[Start of section]

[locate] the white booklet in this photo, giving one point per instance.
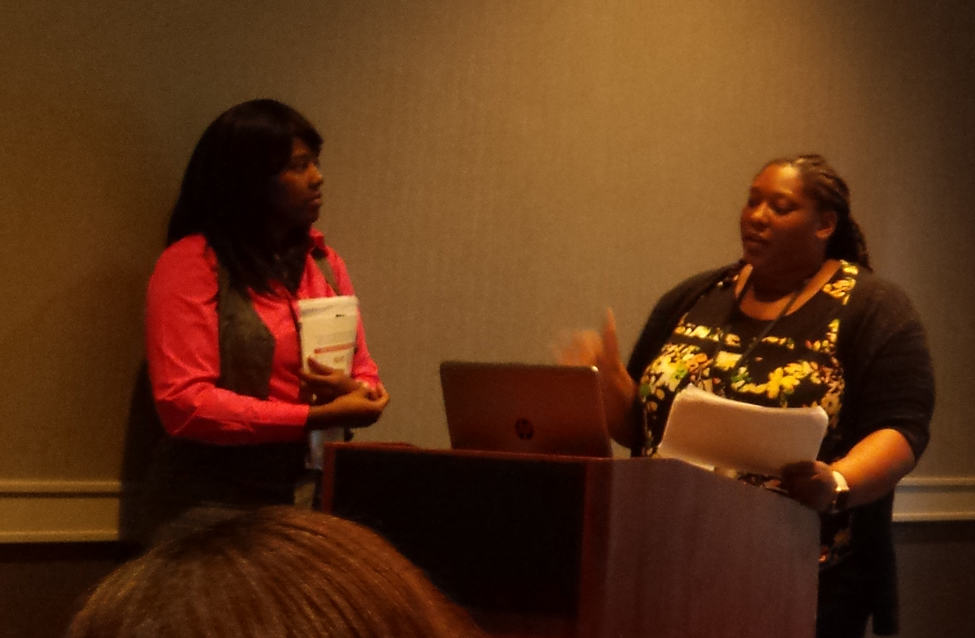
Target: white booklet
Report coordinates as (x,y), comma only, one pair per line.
(709,430)
(327,329)
(327,326)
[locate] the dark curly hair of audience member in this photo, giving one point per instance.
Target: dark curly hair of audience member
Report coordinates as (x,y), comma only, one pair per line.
(273,573)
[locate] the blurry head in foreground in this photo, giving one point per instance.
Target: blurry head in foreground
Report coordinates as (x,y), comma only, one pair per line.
(275,572)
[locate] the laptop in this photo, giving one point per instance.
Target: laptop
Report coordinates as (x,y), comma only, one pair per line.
(524,408)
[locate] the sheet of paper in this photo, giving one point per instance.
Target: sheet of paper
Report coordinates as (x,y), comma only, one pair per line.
(706,429)
(327,330)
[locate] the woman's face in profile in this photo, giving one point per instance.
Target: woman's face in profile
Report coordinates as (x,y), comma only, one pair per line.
(780,226)
(297,196)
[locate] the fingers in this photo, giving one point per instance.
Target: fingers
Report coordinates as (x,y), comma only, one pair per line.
(581,349)
(611,346)
(319,368)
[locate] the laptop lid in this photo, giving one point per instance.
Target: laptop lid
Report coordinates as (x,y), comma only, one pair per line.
(527,408)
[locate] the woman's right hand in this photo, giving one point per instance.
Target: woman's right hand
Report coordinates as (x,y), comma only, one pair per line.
(589,348)
(322,384)
(359,408)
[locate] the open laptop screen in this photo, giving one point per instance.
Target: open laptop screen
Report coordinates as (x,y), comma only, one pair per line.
(528,408)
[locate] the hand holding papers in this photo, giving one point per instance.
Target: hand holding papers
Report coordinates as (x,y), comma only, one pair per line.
(706,429)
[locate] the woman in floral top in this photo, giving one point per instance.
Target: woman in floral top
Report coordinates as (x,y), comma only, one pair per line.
(799,321)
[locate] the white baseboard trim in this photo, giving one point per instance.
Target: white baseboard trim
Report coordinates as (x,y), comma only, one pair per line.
(52,511)
(45,511)
(935,498)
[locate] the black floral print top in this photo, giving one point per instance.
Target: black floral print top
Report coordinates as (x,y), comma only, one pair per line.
(857,348)
(794,365)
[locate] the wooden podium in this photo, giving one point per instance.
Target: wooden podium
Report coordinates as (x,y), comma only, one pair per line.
(588,548)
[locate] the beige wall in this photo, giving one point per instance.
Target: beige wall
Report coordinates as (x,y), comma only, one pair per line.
(496,172)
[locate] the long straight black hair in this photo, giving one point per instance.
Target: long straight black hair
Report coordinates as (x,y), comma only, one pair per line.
(227,187)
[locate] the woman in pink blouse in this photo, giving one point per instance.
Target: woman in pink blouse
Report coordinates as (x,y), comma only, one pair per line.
(221,325)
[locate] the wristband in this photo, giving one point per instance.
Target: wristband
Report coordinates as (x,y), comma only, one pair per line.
(841,494)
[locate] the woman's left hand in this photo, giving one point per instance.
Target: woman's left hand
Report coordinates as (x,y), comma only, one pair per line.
(322,384)
(811,483)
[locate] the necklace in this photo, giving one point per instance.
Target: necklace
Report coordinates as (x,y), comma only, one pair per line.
(726,328)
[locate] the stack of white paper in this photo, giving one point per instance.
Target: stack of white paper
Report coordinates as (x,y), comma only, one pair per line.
(327,329)
(706,429)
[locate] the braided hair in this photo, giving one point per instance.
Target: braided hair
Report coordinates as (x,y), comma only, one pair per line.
(825,187)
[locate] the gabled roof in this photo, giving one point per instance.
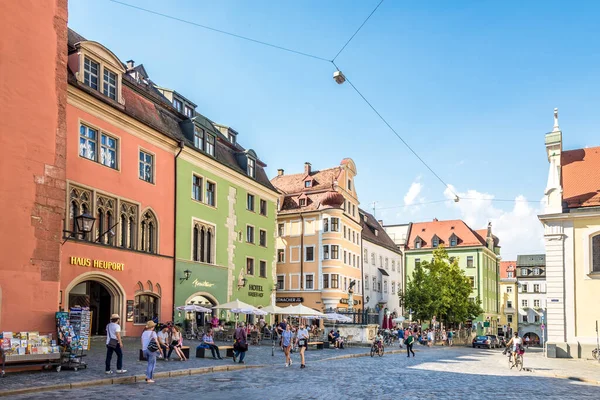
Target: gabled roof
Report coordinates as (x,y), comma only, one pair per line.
(581,177)
(368,232)
(145,104)
(322,180)
(531,260)
(506,266)
(444,229)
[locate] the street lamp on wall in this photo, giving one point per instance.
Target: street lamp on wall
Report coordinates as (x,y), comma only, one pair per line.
(186,275)
(84,224)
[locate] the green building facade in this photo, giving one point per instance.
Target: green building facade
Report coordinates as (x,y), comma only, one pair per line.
(225,222)
(477,253)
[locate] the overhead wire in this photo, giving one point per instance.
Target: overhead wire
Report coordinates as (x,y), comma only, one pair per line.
(249,39)
(359,28)
(332,61)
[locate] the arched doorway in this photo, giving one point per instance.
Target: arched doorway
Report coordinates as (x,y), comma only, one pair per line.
(534,339)
(205,300)
(101,294)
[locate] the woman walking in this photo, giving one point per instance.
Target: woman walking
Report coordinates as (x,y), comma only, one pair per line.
(409,341)
(151,349)
(286,343)
(302,341)
(114,344)
(240,347)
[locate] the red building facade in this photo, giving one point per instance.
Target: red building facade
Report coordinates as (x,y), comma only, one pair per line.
(33,162)
(121,146)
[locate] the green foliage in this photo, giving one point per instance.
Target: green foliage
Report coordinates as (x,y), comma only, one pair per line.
(440,288)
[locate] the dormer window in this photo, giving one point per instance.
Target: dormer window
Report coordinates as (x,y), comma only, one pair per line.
(90,73)
(251,168)
(418,243)
(199,138)
(178,104)
(210,144)
(110,84)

[End of section]

### Problem
What lines above contain the string "window"? Copy all of them.

### Response for this exercise
[locate] the dormer window in this photo, giving one point per instance.
Target: dormer window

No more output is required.